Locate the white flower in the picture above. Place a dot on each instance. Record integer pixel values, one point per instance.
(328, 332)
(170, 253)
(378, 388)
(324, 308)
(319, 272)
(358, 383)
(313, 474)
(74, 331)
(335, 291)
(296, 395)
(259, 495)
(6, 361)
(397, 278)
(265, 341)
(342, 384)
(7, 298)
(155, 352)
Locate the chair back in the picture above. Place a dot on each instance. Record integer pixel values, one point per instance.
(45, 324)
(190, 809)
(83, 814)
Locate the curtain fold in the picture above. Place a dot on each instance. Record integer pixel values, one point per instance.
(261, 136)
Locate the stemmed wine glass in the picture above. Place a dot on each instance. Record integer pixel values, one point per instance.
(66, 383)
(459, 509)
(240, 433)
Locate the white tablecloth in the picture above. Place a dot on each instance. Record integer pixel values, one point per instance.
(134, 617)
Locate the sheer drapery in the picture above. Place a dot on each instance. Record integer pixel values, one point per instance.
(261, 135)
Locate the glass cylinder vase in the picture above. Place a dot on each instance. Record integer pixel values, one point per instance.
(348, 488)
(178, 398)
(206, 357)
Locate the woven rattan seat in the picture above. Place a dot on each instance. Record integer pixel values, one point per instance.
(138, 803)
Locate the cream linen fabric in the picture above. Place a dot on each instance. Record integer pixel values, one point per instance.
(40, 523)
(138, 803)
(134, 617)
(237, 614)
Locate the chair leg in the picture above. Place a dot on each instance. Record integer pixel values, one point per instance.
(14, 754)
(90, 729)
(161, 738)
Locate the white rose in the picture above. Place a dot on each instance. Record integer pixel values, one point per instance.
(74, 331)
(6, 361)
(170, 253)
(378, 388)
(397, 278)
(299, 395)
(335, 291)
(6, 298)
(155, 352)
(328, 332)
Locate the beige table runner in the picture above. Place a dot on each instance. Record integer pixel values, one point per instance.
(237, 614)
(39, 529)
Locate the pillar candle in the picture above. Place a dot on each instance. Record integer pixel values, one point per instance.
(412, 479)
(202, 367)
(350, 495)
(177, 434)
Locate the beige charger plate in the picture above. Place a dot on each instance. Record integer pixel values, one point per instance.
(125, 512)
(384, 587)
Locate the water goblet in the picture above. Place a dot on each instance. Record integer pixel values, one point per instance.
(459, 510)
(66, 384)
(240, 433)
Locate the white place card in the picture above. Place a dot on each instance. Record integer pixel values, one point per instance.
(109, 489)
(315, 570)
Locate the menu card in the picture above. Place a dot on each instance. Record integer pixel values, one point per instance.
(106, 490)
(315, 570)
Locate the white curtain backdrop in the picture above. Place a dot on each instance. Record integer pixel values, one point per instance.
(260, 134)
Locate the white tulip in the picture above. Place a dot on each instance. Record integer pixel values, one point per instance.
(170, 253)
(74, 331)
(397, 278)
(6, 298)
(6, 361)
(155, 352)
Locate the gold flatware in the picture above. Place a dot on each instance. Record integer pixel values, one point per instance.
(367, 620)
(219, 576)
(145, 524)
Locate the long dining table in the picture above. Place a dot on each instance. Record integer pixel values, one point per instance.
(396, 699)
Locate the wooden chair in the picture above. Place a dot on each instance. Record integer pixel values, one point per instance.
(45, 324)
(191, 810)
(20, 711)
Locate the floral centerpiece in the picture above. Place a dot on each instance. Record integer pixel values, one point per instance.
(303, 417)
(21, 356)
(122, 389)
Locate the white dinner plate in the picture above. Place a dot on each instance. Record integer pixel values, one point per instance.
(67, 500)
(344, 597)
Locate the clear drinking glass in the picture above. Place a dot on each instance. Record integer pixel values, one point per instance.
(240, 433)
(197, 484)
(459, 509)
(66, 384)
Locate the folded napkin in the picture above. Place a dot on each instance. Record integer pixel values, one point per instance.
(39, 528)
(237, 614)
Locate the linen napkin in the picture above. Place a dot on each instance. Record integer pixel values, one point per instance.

■ **To do**
Print every line of the records exactly. Omit nothing.

■ **Answer**
Locate the white flower in the picture above. Place a dot on each instance. Record integer pixel values, one point per instance.
(328, 332)
(170, 253)
(378, 388)
(324, 308)
(319, 272)
(358, 383)
(313, 474)
(74, 331)
(335, 291)
(296, 395)
(259, 495)
(6, 361)
(397, 278)
(265, 341)
(342, 384)
(7, 298)
(155, 352)
Locate the chair back in the picture above. Place a dot on each instance. Record integer pixel values, one point per instance.
(45, 324)
(190, 809)
(83, 814)
Locate the curtain fold in the picture above. Place a dot on each instance. Record integer pixel values, one point per instance.
(261, 136)
Locate the stemmed wine glass in the picture above. Place a dot on each instance. Record integer pixel values, one point per instance.
(66, 383)
(459, 509)
(240, 433)
Locate the white tablecloth in the picture above. Place a dot on each instance. Record integer pixel values, one point per instance.
(134, 617)
Locate the sheer drapery in the picture above. Place a dot on each instance. Record integer pixel values, one point per instance.
(261, 135)
Locate the glass cylinder vase in the picture above. Place a dot on each instance. Record integer pixel values, one point per instance.
(348, 488)
(178, 398)
(206, 357)
Locate the woven rattan seat in the picture above. Place a dot on each instance. Record integer pixel values, one point per instance.
(138, 803)
Locate the cream linen fabric in the picture above. Place a dot on each instance. Record integer pixel values, one point per instance.
(40, 523)
(138, 803)
(134, 617)
(237, 614)
Locate the chair leg in the picture above. Place a dot on each instance. Record integer pixel values, one point per instance.
(14, 754)
(90, 729)
(161, 738)
Locate the white rose in the picture above. Place a dot on each instance. Record integer pixel values, one point per instance.
(74, 331)
(6, 361)
(170, 253)
(378, 388)
(397, 278)
(299, 395)
(335, 291)
(6, 298)
(155, 352)
(328, 332)
Locate the beige table runner in the picture above. Place a dot on each instance. Record integer pixel values, one point per instance.
(237, 614)
(39, 529)
Locate the pillar candle in the picture above. Place a dot on each instance. Record integer pixel values, one point per instance.
(412, 479)
(202, 367)
(350, 495)
(177, 434)
Locate the beige charger plate in the picture above. Place a dot on each instance. Record integer pixel values, one point per instance.
(125, 512)
(384, 587)
Locate the water goblet in the picture above. Place a dot on each instance. Record integer pixel values, one point per instance.
(459, 510)
(66, 384)
(240, 433)
Locate the white place card in the picture above. Place a dot on each instance. Record integer pixel values, one point per instance.
(109, 489)
(315, 570)
Locate the menu card in the picture above. Place a dot on each instance. Record integer pixel values, one point per instance.
(106, 490)
(315, 570)
Locate the white curtain backdrop in the picture above. Place a dot on each instance. Record integer pixel values, one point per instance.
(260, 134)
Locate the white tulip in the picture above. Place a dot on each instance. Record integer pixel values, one point per instance.
(170, 253)
(74, 331)
(397, 278)
(6, 298)
(6, 361)
(155, 352)
Locate the gold flatware in the picture above. Place a dot on each instance. Record integer pixel values, one point per instance.
(367, 620)
(219, 576)
(145, 524)
Locate the long dining table in the picture above. Place a dot on each instance. Record integer pixel values, one point per instance.
(396, 699)
Locate the wooden chair in the picture above. Place a dot on each instance. Record integer pixel values, one point per instance.
(45, 324)
(191, 810)
(20, 711)
Locate the floral centerpiece in the picture above. Place a dot on each instance. Record integer pixel values, one point per instance.
(303, 417)
(21, 356)
(122, 389)
Locate the white dinner plate in the picture above. Place a dot on each instance. Record integer pixel values, one point per instance.
(67, 500)
(344, 597)
Locate the clear drinking glass in the picture above. Place a dot on each instance. Record integer pixel values, one point per instance.
(240, 433)
(197, 484)
(459, 509)
(66, 384)
Locate the folded napkin in the picture above. Place a dot on each instance. Record integer pixel values, one point per instance.
(39, 528)
(237, 614)
Locate the linen napkin in the picture above. Place a dot on each instance. Record integer pixel values, one point per instance.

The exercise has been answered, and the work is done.